男性54人、女性31人で構成されるこの監視団は、全国選挙管理委員会の認証を受け、同国の選挙監視団(MOE)が定めるガイドラインに従い、選挙プロセス、リスク、警告、勧告に関する観察結果を、随時速報として発表していく予定だ。選挙終了日には、民主主義の強化と選挙制度の改善に貢献すべく、結論文書を発行する。

クリスティ・ホフマンUNI書記長、ジェリー・ディアスUnifor委員長(カナダ)、マルシオ・モンザネUNI米州地域書記長、ワシントンDCに本部を持つ北米サービス従業員労組(SEIU)およびブラジルの金融労連CONTRAFの代表等を含むハイレベル代表団も、3月の議会選挙の際にコロンビア入りする予定である。


UNI-LCJ記念講演「ニューノーマル時代の労働運動」

2022年2月15日、UNI-LCJは、第23回UNI-LCJ年次総会及び記念講演を開催した。(第23回UNI-LCJ年次総会の記事は、こちらをクリック
「ニューノーマル時代の労働運動:ビジネスと人権、リモートワークとつながらない権利、デジタル化の影響、労働安全衛生、民主主義の危機への対応等」と題し、クリスティ・ホフマンUNI書記長及びラジェンドラ・アチャリャUNI Apro地域書記長から、ポストコロナを見据えたこれからの労働運動とデジタル化等の技術革新によって今後起こりうる課題などについて講演を受けた。

クリスティ・ホフマンUNI書記長(オンライン)

Q:2022年の世界の動向とサービス産業労働者の主な課題について

ホフマンUNI書記長
私たちはこの2年間で、重い代償を払ったことを認識しなければならない。2019年以降、600万人近くの方が亡くなり、1億5000万人以上の雇用が失われ、更に貧困層は1億6000万人に上っている。一方、かつてないほどの多くの億万長者が生まれている。またコロナ禍からの回復においては、先進国と貧困国との格差・不平等がこれまで以上に拡大した。事実、OECD加盟国の経済は強固な回復を遂げている。しかし強固に回復する中でも、デジタル技術は、ほとんど全ての分野で働き方を変えた。ある場合には雇用の喪失を引き起こし、またある場合には新しい形態の仕事を支え、変革を促している。Eコマース、プラットフォーム、デジタル化によるリストラと外部委託などが課題となっている。

コレクションの項目:
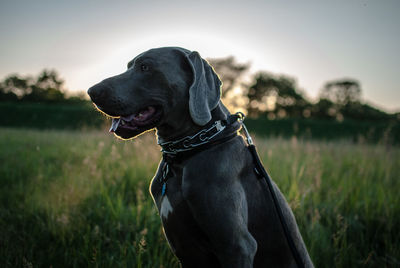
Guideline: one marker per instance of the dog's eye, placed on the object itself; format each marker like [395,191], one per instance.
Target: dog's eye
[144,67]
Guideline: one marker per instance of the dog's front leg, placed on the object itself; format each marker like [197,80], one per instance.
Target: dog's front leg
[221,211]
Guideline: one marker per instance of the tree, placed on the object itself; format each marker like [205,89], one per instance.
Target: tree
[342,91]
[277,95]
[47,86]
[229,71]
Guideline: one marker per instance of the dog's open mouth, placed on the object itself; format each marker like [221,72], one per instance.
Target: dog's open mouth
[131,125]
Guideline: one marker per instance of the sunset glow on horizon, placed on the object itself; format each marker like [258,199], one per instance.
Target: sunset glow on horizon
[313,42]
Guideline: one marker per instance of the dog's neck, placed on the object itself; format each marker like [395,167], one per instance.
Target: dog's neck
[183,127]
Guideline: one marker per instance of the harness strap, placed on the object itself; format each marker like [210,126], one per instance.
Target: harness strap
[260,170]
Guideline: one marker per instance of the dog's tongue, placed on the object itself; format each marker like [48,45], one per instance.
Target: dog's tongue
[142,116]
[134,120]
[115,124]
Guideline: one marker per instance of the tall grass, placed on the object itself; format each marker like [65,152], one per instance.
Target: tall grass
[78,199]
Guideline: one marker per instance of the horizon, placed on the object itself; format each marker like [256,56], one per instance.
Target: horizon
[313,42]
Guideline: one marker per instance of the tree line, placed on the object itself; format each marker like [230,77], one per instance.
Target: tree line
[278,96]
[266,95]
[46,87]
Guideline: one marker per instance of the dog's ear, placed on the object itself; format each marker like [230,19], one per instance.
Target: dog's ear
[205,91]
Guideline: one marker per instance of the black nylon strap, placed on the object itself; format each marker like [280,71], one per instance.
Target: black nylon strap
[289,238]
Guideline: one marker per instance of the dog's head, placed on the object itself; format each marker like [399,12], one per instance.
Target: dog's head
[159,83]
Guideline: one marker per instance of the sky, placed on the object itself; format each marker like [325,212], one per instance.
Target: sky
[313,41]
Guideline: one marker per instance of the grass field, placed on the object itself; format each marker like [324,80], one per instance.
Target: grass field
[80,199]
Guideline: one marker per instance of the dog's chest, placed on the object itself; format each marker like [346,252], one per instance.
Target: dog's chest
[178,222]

--

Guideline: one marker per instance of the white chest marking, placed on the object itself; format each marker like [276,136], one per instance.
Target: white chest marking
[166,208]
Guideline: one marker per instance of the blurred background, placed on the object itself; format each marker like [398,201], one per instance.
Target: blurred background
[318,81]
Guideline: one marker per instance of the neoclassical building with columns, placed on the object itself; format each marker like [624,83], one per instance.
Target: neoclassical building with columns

--

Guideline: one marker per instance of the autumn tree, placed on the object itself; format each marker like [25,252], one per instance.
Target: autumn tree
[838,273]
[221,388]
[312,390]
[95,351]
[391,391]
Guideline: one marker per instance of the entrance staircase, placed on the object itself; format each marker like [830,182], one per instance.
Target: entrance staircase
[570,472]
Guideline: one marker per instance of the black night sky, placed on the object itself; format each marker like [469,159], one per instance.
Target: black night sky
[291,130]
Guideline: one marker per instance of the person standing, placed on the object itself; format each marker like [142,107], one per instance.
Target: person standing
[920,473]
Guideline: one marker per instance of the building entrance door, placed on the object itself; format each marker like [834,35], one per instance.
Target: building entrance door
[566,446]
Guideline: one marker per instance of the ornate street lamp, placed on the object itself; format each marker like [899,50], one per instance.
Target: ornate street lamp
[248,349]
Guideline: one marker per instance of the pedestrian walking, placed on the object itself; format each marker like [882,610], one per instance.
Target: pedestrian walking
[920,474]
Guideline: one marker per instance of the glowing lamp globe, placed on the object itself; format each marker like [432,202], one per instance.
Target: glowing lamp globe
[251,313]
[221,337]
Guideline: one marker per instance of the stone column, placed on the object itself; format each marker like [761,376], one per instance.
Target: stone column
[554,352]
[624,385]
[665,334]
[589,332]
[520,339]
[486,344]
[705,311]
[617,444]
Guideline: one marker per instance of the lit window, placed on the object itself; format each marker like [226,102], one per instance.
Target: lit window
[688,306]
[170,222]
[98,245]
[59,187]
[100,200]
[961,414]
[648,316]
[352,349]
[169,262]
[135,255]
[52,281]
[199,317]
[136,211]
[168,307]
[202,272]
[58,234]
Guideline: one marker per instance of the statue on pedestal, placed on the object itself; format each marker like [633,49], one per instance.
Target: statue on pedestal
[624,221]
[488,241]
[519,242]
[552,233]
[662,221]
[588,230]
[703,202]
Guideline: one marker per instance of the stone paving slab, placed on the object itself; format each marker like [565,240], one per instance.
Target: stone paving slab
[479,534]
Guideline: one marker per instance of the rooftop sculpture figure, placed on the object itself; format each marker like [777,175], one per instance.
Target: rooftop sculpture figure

[作業指示]: 抜粋本文にある「事実、OECD加盟国の経済は強固な回復を遂げている。」という一文を英語に訳しなさい。 記録は本文とは別の出典から取られている。

[解答]: In fact, the economies of OECD member countries have made a strong recovery.